[[ Task material open ]]

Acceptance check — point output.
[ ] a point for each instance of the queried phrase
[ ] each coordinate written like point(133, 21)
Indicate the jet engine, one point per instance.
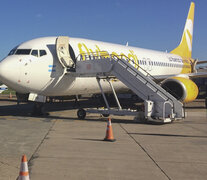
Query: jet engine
point(181, 88)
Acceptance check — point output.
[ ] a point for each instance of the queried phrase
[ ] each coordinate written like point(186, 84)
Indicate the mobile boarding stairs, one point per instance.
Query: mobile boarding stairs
point(160, 106)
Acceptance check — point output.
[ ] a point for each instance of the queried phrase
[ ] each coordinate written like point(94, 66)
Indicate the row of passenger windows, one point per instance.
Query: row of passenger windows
point(34, 52)
point(155, 63)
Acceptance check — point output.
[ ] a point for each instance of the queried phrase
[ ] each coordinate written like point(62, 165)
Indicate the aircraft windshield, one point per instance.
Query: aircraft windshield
point(23, 51)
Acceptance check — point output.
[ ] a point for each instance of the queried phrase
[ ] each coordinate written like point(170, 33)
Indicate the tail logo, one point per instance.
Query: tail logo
point(189, 33)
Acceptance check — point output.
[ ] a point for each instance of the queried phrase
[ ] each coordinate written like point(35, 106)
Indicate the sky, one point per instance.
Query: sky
point(151, 24)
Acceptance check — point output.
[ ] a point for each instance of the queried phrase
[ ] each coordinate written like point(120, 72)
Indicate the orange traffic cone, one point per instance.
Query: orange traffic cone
point(24, 173)
point(109, 132)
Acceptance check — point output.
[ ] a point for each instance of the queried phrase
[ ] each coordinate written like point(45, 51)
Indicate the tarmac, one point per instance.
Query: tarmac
point(59, 146)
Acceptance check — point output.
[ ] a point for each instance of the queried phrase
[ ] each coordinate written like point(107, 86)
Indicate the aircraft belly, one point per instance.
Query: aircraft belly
point(90, 86)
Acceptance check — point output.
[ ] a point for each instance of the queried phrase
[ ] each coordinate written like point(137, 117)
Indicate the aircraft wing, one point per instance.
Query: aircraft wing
point(190, 75)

[[ Task material closed ]]

The task
Skipping all images, print the data above a second time exactly.

Solution for this task
Acceptance check — point output.
[ ] a point for each instance of the queried phrase
[ ] each coordinate written like point(133, 21)
Indicate the jet engine, one point per instance.
Query: jet engine
point(181, 88)
Acceptance check — point output.
[ ] a point for each instance of the queried phrase
[ ] each coordinate written like point(186, 84)
Indicate the mobile boarding stairs, one point per instance.
Query: mobile boarding stairs
point(160, 106)
Acceptance check — point output.
[ ] a point for each instance of the queried phrase
[ ] each coordinate written like point(94, 66)
Indicate the row of passenger windows, one point per instance.
Query: row of passenger windows
point(34, 52)
point(155, 63)
Acceptance check — point output.
[ ] a point for each instance of the queried phrase
[ ] each coordinate written like point(62, 165)
Indicate the aircraft windshield, one point per instance.
Query: aircraft windshield
point(23, 51)
Acceptance check — point output.
[ ] a point for each instance of the queried phrase
[ ] each coordinate written like point(170, 33)
Indicate the tail logo, one point per instance.
Query: tail logo
point(189, 33)
Acceptance check — point output.
[ ] a point for each instance of the queried phrase
[ ] each coordinate written like point(35, 106)
Indicate the sky, one point per instance.
Query: sky
point(151, 24)
Acceptance check — point output.
[ ] a point for each instance of the queried phrase
[ ] each coordinate written like point(120, 72)
Indicate the orange traffic cone, one point per instance.
Query: orange traffic cone
point(24, 173)
point(109, 132)
Acceptance check — point output.
[ ] a point for each instance of the queried phrase
[ ] each coordinate written like point(45, 51)
Indicate the tarmac, one point per instance.
Query: tarmac
point(59, 146)
Acceptance check — point output.
[ ] a point for each instance of the queried phrase
[ ] each coordinate written like point(107, 86)
Indicate the aircraft belly, one point per instance.
Query: aircraft belly
point(90, 86)
Acceptance check — point output.
[ ] a point for each instance of the queried phrase
[ ] each coordinate written like point(137, 117)
Indicate the aircraft wing, one point per instance.
Query: aircraft wing
point(190, 75)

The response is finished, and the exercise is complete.